## Records provided
_ _ _ _

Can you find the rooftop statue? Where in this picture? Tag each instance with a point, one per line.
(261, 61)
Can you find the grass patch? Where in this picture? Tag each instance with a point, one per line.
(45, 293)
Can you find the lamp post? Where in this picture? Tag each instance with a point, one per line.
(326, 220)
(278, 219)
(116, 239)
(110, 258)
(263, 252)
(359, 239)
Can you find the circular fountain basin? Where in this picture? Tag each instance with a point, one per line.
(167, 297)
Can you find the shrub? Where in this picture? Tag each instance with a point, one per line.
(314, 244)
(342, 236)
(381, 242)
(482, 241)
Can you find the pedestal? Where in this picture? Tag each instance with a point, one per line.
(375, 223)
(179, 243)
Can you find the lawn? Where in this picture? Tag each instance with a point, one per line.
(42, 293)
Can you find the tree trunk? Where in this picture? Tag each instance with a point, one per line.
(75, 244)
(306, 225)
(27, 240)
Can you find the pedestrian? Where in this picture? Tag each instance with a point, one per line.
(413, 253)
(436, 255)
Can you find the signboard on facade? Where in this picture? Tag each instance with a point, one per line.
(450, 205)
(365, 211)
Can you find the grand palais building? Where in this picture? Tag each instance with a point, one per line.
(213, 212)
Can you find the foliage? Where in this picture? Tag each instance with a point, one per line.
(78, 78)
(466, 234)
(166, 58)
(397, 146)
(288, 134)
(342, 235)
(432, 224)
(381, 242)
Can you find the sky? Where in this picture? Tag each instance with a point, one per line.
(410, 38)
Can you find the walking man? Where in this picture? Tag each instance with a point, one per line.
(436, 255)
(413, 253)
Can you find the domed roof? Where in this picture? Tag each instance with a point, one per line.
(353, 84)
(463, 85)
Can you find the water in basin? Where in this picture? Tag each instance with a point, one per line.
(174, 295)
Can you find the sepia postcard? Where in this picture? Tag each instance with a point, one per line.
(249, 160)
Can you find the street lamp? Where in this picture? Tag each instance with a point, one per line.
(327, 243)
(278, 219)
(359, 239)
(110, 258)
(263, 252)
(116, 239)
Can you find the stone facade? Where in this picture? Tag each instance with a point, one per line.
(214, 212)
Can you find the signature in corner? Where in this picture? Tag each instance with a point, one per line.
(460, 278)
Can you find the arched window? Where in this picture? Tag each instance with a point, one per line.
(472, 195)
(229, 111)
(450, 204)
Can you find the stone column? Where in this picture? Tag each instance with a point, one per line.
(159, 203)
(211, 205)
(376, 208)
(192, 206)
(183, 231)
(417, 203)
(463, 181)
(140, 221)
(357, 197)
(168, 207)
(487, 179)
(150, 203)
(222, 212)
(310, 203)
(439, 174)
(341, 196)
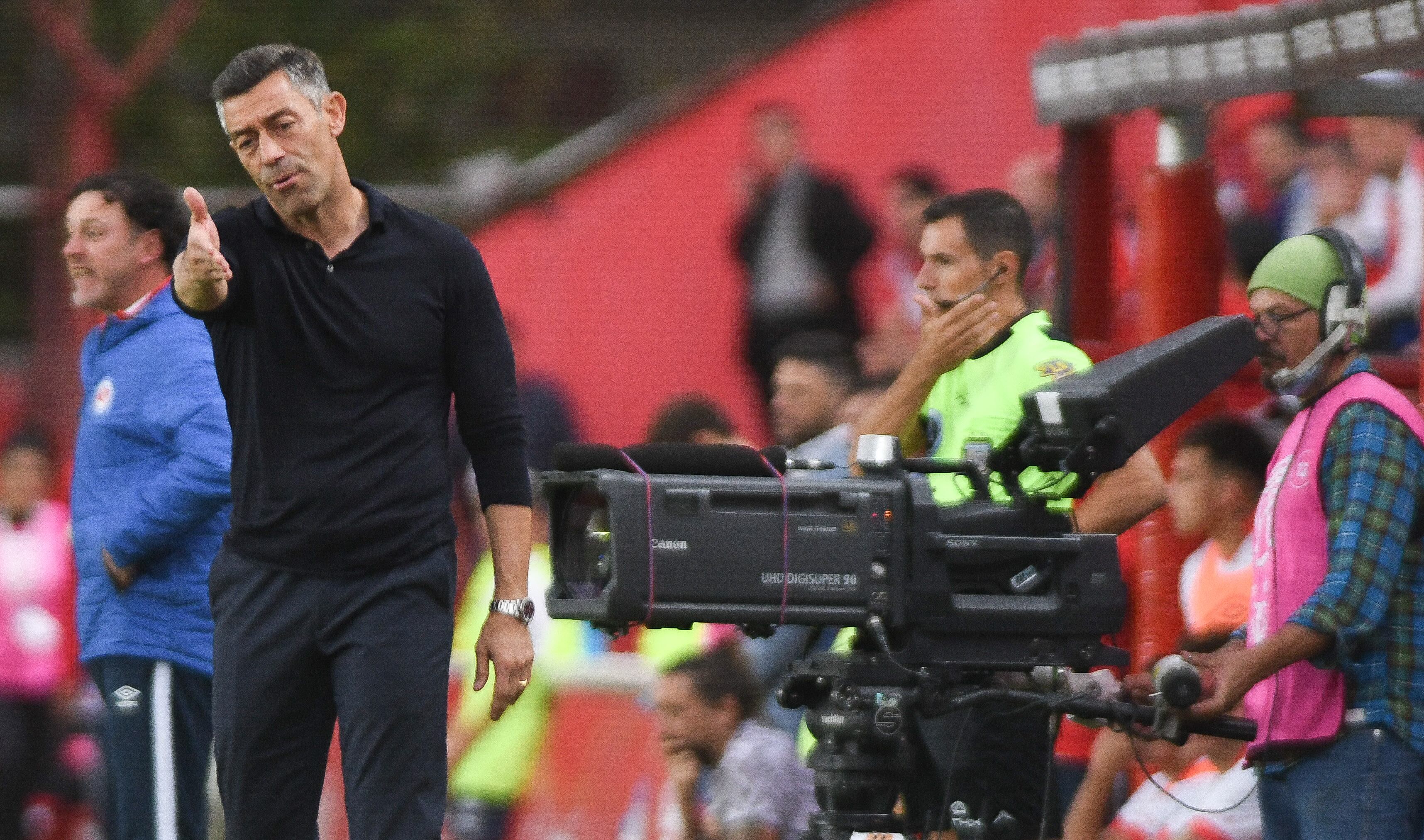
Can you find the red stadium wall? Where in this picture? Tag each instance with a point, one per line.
(623, 281)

_ _ _ _

## What to produce
Keep the pictures out of your copy, and repeat every entry above exactly.

## Task output
Can you find the rooftop statue? Where in this picture? Tag each instance with a point, one per line.
(261, 61)
Can you find the grass patch? Where in this picture? Tag each instance with a point, one per line.
(45, 293)
Can you find the lamp post? Where in this picture? Tag each instance with a point, one per line.
(326, 220)
(278, 219)
(116, 239)
(110, 258)
(263, 252)
(359, 239)
Can you find the circular fountain basin? Where in this picture? Tag each instance with a point, one per line.
(167, 297)
Can you find the shrub? Where in this picture? Tag each instance with a point, one per line.
(314, 244)
(342, 236)
(381, 242)
(482, 241)
Can you find the pedestal? Where in this picture? Tag each instance with a point, one per line.
(375, 223)
(179, 243)
Can you find the lawn? Where in this picture? Tag each instance with a point, one per line.
(42, 293)
Can you find the tree trunk? Where in this picture? Tag each instance with a point, one per line.
(75, 244)
(306, 225)
(27, 240)
Can you find the pedestrian? Where in this picture? Tag each instance with a point, one per line.
(413, 253)
(436, 255)
Can you find the signboard on facade? Where in this picture? Tag each instance with a point, one per line.
(450, 205)
(365, 211)
Can you find the grand palais building? Where in this picture? Tag each instance with a point, one per line.
(213, 212)
Can you find the foliage? Where in this picture? Tag each instance with a point, one per line.
(78, 78)
(466, 234)
(166, 58)
(397, 146)
(288, 134)
(342, 235)
(432, 224)
(381, 242)
Can you find the sky? Where in this picture? Tag each instance with a point, one per line.
(410, 38)
Can you find the walking man? Where in this picture? Tag each instance with a point, one per line.
(436, 255)
(413, 253)
Can you find the domed roof? Where in this picture? Tag each instance with a point, one per line.
(353, 84)
(463, 85)
Can you find the water in basin? Where in this picture? Tag each instance with a point, one per line.
(174, 295)
Can you find the sepia postcard? Where in this picture? Tag each instance with a point, one per line.
(249, 160)
Can you find the street lamp? Where in this picture? Tag each instance with a point, one per line.
(327, 243)
(278, 219)
(359, 239)
(110, 258)
(263, 252)
(116, 239)
Can you find the stone facade? Where in this picture? Tag each instance with a point, one per line.
(214, 212)
Can you find the signature in corner? Where in this picture? Tag each instance with a point, one per line.
(460, 278)
Can you find the arched window? Where in this picture? Tag each instance with a point, one per line.
(472, 195)
(229, 111)
(450, 204)
Can you find the stone column? Where in this picture? Tag each instance with a point, one per line.
(159, 203)
(211, 205)
(376, 208)
(192, 206)
(183, 231)
(417, 203)
(463, 181)
(140, 221)
(357, 197)
(168, 207)
(487, 179)
(150, 203)
(222, 212)
(310, 203)
(439, 174)
(341, 196)
Can you find the red stadium wall? Where in this picture? Tag each instance with a point, one per line.
(623, 281)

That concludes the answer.